▸ Data section

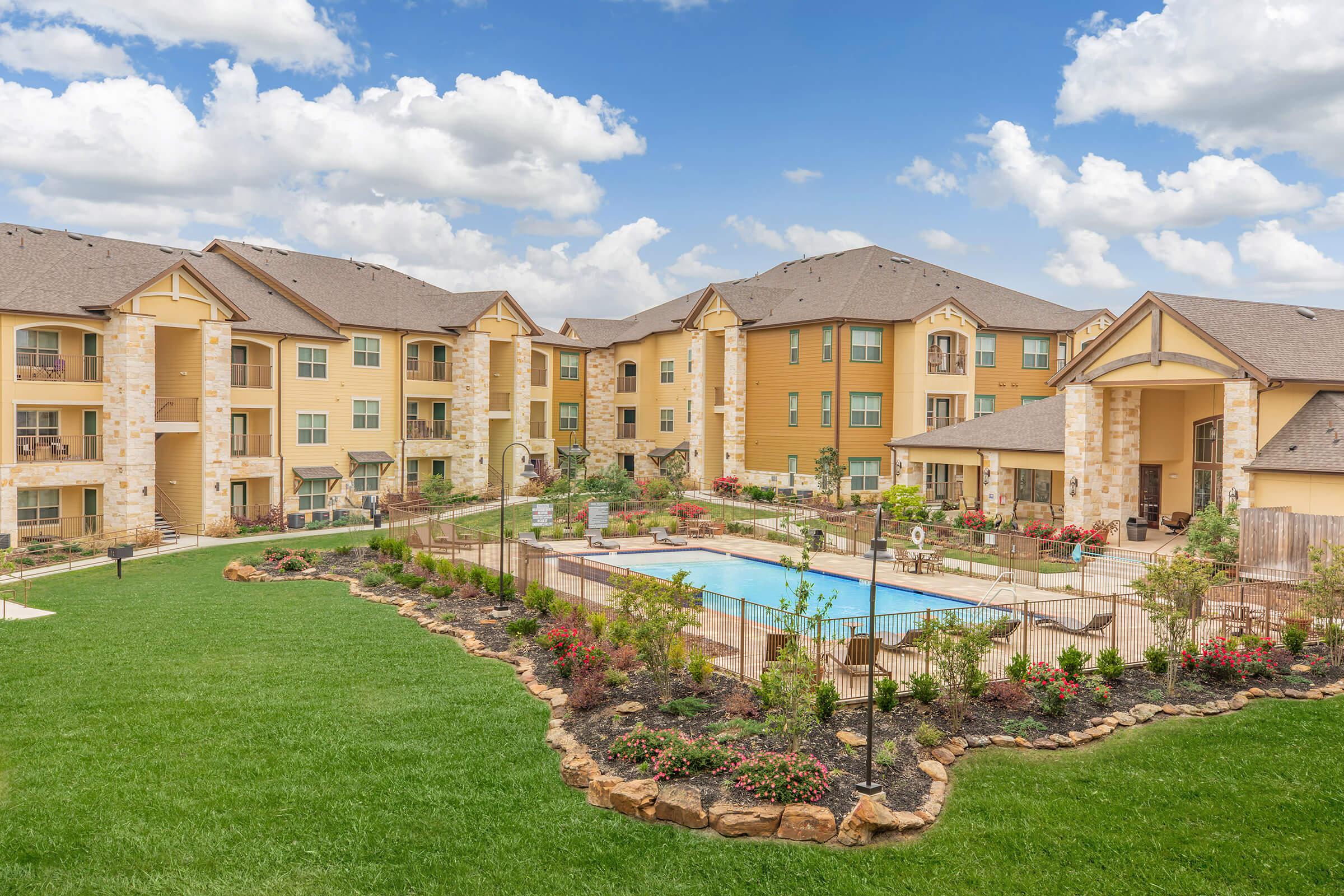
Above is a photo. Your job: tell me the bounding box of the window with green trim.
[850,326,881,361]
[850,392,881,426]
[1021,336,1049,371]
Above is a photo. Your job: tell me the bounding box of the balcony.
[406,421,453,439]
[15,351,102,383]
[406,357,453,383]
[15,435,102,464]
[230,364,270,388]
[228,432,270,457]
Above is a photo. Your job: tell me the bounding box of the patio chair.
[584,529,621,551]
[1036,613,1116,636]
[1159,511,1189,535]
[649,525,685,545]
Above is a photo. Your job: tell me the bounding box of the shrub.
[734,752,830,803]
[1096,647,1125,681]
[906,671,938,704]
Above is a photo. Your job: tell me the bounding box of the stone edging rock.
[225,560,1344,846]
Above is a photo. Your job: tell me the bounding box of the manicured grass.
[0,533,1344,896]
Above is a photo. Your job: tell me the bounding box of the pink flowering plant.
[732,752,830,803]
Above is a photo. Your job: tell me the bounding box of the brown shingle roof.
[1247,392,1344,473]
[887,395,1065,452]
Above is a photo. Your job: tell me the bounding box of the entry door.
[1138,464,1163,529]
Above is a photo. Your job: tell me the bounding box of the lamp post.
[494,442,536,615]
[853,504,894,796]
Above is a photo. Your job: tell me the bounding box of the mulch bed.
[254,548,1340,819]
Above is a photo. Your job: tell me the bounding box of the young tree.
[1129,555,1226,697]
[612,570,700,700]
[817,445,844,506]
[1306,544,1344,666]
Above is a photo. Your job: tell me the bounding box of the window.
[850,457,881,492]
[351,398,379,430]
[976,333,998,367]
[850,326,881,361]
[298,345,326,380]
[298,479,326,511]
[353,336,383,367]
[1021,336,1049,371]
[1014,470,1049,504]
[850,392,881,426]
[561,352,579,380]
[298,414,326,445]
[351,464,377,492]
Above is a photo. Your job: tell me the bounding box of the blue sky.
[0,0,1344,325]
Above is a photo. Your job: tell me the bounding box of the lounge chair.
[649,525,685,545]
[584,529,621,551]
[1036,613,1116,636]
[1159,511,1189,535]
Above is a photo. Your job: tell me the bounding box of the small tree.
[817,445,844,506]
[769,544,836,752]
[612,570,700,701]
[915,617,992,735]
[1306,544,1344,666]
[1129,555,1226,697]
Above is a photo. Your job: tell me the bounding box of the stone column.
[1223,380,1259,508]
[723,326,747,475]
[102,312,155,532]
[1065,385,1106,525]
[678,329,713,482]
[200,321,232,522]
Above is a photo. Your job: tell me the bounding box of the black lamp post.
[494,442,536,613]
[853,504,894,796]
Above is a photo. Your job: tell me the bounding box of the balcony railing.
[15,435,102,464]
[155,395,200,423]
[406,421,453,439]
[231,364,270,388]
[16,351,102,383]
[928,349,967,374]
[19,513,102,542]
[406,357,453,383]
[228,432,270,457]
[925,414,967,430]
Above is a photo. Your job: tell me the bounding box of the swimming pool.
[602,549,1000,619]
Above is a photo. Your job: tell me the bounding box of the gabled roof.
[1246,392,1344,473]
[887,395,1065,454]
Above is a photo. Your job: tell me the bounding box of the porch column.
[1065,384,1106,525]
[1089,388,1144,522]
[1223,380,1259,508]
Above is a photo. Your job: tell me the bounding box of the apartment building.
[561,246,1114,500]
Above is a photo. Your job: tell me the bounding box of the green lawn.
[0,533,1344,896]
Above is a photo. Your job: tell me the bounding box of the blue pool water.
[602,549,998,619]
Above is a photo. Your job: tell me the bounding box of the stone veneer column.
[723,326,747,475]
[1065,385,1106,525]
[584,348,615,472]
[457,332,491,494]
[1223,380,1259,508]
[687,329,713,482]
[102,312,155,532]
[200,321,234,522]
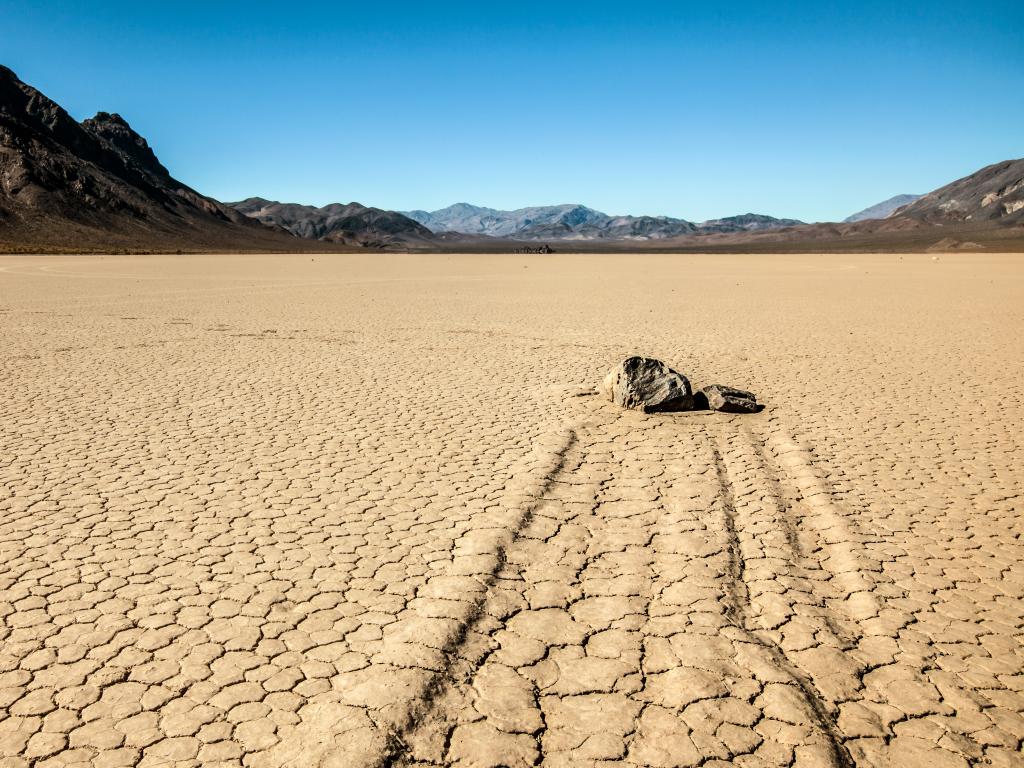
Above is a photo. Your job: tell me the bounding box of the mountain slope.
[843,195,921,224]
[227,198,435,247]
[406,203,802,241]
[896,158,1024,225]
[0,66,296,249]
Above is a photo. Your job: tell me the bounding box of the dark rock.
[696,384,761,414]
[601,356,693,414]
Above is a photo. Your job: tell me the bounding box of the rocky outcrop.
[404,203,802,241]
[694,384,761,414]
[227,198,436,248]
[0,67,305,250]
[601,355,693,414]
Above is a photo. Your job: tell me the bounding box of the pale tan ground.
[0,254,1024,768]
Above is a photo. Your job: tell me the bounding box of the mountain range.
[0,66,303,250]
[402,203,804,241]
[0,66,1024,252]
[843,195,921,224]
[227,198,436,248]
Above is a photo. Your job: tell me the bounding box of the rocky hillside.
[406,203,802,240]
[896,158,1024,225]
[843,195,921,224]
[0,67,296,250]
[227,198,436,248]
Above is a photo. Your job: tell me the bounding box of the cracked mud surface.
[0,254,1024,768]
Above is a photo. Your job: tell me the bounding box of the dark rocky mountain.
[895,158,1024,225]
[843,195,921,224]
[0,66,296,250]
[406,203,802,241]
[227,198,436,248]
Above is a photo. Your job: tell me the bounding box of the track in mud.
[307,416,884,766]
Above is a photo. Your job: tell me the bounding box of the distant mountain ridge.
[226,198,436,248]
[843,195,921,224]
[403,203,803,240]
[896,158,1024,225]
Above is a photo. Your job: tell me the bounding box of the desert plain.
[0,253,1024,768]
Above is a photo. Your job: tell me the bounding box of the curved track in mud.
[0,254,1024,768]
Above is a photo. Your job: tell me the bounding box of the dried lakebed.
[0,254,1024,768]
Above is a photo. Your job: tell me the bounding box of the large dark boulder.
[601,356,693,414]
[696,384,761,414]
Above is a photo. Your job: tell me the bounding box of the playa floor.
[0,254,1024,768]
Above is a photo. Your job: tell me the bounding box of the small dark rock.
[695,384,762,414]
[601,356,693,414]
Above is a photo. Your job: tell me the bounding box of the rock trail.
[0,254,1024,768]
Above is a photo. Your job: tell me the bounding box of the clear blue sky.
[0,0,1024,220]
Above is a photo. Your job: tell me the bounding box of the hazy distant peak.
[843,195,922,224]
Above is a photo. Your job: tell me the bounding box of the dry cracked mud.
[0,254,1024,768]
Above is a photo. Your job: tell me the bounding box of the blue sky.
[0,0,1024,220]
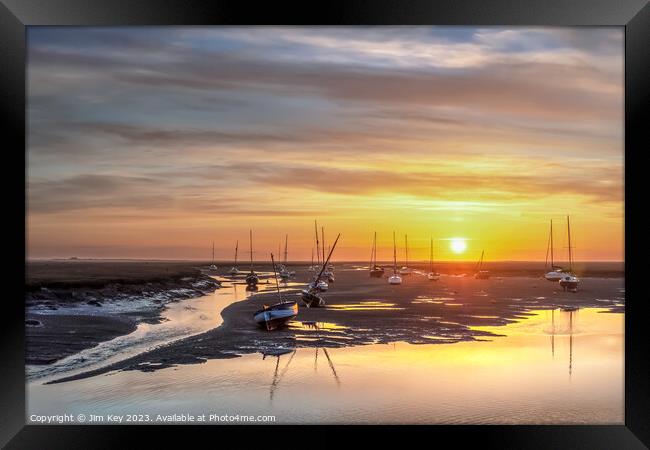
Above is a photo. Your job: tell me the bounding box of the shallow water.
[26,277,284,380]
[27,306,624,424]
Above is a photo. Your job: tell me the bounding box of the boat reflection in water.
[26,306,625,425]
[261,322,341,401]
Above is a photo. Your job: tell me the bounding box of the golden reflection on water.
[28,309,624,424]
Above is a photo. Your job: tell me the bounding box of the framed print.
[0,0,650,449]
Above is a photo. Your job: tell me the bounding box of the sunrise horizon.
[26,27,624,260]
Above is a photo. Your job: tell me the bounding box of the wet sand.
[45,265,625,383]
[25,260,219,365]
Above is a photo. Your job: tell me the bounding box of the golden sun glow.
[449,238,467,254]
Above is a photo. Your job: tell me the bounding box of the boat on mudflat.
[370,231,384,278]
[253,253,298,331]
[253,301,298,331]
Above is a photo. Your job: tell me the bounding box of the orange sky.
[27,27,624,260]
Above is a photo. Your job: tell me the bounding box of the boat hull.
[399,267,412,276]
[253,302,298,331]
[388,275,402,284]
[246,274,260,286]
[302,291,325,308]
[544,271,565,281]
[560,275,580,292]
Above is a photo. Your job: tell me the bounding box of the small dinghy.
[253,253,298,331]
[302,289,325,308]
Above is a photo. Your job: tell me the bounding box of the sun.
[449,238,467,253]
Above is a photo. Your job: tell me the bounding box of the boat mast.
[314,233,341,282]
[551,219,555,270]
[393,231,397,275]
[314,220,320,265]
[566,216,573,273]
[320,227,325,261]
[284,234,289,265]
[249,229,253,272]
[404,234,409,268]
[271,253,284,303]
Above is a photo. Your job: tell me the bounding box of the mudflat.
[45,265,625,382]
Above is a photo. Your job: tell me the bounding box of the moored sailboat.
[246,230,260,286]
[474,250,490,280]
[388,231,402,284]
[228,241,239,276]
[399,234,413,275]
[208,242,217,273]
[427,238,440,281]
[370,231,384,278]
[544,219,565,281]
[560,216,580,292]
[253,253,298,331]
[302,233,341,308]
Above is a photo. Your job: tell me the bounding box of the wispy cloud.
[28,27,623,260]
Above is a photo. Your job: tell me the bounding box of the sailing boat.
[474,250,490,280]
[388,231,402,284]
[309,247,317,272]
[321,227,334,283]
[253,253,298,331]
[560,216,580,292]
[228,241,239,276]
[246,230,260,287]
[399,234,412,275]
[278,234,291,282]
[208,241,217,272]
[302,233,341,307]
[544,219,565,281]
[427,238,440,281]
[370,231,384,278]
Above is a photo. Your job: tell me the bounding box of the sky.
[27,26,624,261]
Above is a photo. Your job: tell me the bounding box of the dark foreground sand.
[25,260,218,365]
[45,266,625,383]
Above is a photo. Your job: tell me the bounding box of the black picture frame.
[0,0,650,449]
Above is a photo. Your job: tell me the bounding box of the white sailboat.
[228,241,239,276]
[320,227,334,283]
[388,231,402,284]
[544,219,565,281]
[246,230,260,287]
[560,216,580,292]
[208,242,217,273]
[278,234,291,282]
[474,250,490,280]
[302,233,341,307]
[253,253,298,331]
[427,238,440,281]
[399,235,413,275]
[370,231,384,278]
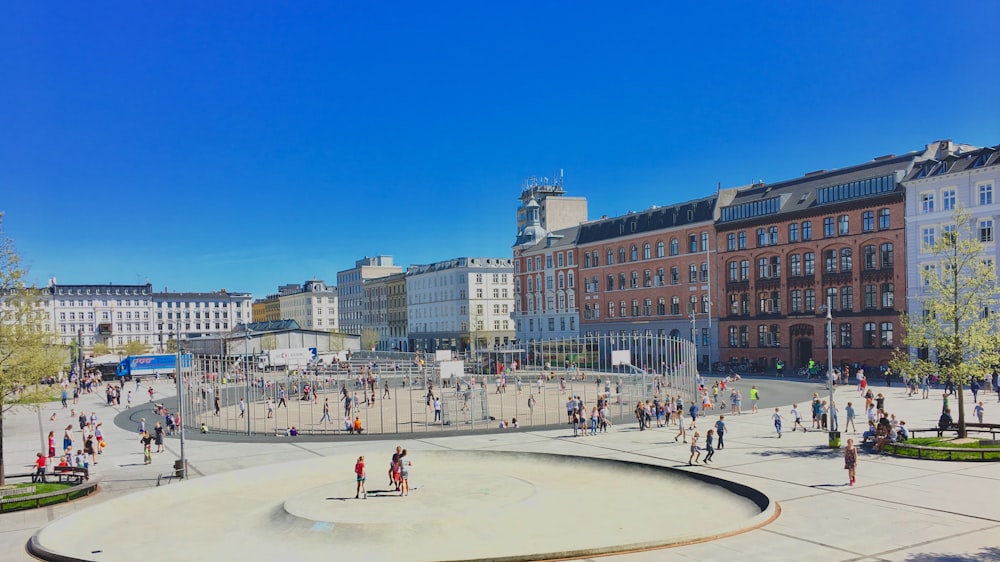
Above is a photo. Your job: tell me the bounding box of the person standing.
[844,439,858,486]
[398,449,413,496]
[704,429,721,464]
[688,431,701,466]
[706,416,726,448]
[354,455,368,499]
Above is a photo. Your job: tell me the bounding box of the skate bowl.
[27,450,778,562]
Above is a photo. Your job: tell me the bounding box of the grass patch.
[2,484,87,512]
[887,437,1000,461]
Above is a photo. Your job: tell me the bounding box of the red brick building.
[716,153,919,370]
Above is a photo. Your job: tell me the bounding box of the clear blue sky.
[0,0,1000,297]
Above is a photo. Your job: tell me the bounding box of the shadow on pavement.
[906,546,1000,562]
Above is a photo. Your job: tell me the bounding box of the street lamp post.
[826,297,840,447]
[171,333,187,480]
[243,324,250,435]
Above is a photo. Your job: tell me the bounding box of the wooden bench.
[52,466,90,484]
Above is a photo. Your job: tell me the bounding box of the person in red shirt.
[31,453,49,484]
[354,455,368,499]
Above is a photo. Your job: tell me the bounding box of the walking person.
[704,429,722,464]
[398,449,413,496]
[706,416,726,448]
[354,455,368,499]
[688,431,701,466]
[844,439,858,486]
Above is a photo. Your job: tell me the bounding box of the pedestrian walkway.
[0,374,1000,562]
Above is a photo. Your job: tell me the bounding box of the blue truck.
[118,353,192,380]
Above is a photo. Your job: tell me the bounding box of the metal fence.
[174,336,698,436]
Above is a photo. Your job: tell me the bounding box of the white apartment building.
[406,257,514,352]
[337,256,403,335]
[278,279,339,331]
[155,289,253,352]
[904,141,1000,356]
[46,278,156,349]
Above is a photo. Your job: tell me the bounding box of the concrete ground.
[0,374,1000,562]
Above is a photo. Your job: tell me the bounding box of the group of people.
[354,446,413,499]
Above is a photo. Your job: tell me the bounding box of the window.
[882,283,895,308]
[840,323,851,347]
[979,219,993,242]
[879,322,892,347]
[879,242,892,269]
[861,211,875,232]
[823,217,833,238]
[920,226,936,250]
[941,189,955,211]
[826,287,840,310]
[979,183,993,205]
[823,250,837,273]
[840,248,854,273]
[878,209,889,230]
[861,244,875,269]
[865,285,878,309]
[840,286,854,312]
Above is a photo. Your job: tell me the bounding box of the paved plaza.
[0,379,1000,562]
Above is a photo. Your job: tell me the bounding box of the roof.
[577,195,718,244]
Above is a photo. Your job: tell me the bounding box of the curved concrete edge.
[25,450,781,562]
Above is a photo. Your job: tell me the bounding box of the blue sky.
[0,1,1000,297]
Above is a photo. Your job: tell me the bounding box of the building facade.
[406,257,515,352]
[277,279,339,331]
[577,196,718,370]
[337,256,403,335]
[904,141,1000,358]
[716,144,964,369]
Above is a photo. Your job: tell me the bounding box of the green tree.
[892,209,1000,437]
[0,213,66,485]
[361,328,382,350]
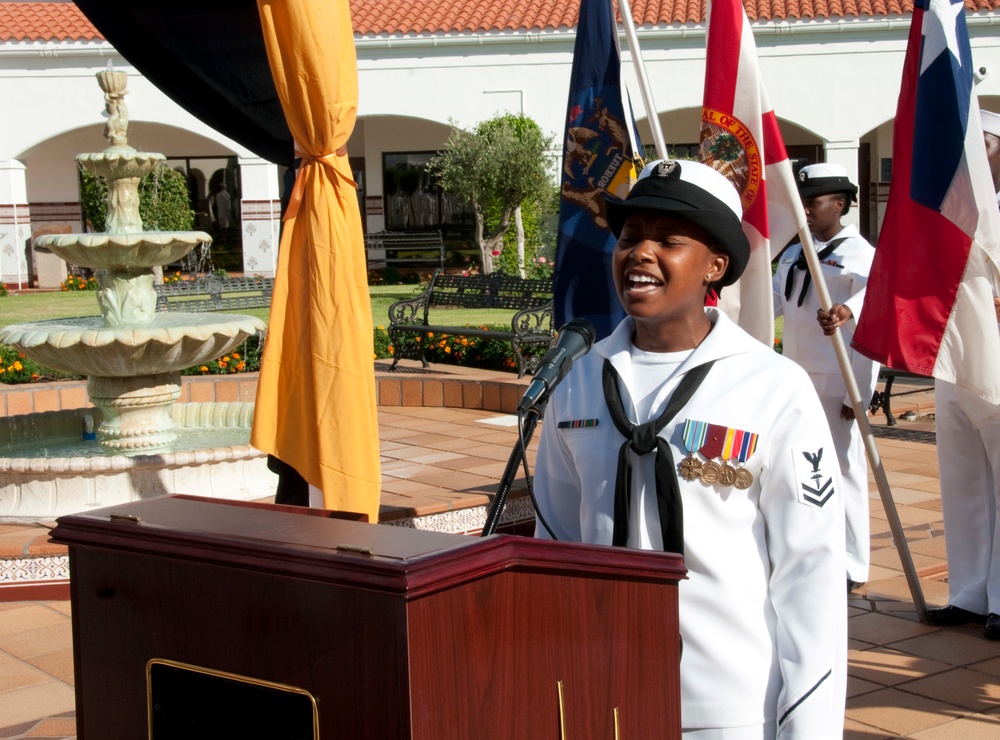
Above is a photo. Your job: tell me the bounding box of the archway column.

▸ Task to carry out
Reproduce the stretch of the listing from the line containing "golden sun glow." through the line containing "[45,266,625,383]", changing "mudflat" to "tidal flat" and leaving everything else unchanged.

▸ Finished answer
Above is a photo. Your job: tell me the bounding box of the golden sun glow.
[449,238,467,254]
Above is a photo. Your job: tell me the bounding box of the boat on tidal flat.
[370,231,384,278]
[253,253,298,331]
[253,301,298,331]
Above is a photo. Your job: tell me the bounding box of the orange sky.
[27,27,624,260]
Above is a photo. Your job: tell me the bounding box of the boat hull.
[399,267,412,276]
[253,302,298,331]
[388,275,402,284]
[246,274,260,286]
[302,291,325,308]
[544,271,565,281]
[560,275,580,292]
Above is a photo. Your job: tell me the bounding box of the small dinghy.
[253,253,298,331]
[302,289,325,308]
Above is a photo. Your job: tell me the bounding box of the sun.
[449,238,467,253]
Above is a photo. Your job: tell me the bounding box of the boat mast.
[314,233,341,282]
[551,219,555,270]
[393,231,397,275]
[314,220,320,265]
[566,216,573,273]
[320,227,325,261]
[284,234,289,265]
[249,229,253,272]
[404,234,409,268]
[271,253,284,303]
Above is a photo. Your job: tell me the bounding box of the tidal flat.
[45,265,625,382]
Above is a photo. Your job: tell me the bounding box of the moored sailboat.
[246,230,260,286]
[474,250,490,280]
[388,231,402,284]
[228,241,239,276]
[399,234,413,275]
[208,242,217,273]
[427,238,440,281]
[370,231,384,278]
[544,219,565,281]
[560,216,580,292]
[253,253,298,331]
[302,233,341,308]
Above is a photo. Your job: tell me the bounding box of the wispy cloud.
[28,27,623,260]
Above is a photo. Your job: tell me the bounding box of the sailing boat.
[474,250,490,280]
[388,231,402,284]
[309,247,317,272]
[321,227,334,283]
[253,253,298,331]
[560,216,580,292]
[228,241,239,276]
[246,230,260,287]
[399,234,412,275]
[278,234,291,282]
[208,241,217,272]
[302,233,341,307]
[544,219,565,281]
[427,238,440,281]
[370,231,384,278]
Above is a photo. Your job: tell me the bounding box of the sky.
[27,26,624,261]
Above is a photo. Your job: tell me the bounding box of the dark foreground sand.
[25,260,218,365]
[45,266,625,383]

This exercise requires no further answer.